▶ **Assignment**: Count every line in the following entries where the word "below" appears. Give the count alone.

▶ **Stored data entries**:
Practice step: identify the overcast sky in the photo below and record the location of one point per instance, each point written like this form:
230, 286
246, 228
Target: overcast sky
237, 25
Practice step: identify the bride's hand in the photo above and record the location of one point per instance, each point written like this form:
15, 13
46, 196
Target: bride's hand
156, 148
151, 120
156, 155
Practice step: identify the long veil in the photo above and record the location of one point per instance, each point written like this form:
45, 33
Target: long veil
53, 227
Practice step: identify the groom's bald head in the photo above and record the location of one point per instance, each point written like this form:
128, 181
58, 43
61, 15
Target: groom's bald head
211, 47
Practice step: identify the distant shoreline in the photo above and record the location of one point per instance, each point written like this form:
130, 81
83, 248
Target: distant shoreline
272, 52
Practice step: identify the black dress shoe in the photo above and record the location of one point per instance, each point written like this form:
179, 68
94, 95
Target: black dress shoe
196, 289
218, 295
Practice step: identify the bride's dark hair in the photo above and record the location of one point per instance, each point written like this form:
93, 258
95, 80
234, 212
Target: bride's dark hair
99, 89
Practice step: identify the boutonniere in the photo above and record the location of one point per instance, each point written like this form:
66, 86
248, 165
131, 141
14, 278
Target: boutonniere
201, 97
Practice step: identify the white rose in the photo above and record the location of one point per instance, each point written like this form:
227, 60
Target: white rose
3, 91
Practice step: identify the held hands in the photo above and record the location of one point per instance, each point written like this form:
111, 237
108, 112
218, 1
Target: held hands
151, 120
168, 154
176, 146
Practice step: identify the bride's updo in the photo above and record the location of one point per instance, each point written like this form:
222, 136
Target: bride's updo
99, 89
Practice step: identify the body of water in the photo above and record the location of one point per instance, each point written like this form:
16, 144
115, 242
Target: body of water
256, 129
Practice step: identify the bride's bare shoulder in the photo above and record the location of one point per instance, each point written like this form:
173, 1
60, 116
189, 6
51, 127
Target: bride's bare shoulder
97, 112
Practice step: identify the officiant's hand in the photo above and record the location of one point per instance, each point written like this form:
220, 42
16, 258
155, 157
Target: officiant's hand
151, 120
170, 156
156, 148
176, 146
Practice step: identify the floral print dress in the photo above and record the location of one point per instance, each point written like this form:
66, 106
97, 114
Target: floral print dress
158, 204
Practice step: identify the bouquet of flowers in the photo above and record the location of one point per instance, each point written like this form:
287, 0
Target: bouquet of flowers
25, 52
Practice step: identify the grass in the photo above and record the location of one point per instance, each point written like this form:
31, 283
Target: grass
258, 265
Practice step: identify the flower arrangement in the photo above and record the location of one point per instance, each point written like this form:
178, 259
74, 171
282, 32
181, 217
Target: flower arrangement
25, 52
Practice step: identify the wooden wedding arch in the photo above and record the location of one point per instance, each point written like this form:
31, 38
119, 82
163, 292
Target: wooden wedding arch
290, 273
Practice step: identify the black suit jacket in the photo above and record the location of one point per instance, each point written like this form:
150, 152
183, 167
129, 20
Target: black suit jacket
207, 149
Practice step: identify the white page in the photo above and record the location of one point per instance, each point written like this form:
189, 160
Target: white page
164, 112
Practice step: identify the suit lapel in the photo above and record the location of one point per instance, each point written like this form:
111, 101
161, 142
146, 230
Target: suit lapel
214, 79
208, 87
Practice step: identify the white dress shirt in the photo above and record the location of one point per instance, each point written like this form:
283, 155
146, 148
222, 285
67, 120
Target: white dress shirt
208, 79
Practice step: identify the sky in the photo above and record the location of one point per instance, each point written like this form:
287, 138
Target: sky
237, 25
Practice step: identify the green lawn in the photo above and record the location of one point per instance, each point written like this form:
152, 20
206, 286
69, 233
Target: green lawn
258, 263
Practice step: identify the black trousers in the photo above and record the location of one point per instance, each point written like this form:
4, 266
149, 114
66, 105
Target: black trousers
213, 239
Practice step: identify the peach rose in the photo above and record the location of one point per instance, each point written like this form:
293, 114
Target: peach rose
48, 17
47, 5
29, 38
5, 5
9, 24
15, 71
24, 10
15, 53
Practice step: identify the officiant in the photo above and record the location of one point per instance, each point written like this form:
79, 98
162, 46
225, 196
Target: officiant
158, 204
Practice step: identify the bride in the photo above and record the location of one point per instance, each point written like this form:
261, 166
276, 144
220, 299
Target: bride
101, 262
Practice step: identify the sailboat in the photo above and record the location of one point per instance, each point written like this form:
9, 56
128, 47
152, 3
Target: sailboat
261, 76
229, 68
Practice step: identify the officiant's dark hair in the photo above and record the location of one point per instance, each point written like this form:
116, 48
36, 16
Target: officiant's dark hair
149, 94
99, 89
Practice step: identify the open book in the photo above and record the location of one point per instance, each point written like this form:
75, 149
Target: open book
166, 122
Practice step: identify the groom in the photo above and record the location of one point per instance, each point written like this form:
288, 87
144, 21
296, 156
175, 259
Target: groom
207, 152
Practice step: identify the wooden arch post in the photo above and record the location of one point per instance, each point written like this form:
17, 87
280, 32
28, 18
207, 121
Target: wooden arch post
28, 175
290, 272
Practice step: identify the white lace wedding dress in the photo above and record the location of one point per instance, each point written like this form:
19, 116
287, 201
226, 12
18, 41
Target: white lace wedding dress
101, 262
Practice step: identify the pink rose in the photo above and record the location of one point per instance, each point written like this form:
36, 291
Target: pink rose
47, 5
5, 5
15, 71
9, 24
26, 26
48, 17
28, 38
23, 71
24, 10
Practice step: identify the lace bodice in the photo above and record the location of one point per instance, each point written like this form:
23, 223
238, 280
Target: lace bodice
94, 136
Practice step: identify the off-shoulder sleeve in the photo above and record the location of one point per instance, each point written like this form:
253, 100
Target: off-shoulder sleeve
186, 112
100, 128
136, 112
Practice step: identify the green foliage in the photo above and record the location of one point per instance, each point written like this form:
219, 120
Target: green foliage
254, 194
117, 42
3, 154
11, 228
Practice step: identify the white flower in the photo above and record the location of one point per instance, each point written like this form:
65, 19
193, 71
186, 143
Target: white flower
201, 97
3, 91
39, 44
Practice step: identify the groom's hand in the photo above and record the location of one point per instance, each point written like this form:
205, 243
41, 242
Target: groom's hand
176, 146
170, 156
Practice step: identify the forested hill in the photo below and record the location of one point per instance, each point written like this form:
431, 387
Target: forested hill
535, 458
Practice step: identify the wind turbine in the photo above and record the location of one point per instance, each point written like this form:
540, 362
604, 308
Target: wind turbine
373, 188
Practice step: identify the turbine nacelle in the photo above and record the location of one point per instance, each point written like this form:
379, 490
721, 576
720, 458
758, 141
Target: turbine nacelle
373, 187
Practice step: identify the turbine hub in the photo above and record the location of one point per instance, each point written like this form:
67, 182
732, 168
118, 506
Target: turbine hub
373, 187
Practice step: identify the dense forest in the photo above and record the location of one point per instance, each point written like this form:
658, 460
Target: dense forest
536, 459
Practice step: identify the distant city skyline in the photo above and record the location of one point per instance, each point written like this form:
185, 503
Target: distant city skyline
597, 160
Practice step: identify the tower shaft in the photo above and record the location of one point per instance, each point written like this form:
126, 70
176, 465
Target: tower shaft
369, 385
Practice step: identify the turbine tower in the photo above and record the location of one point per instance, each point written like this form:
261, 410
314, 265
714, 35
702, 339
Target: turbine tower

▶ **Final answer**: 2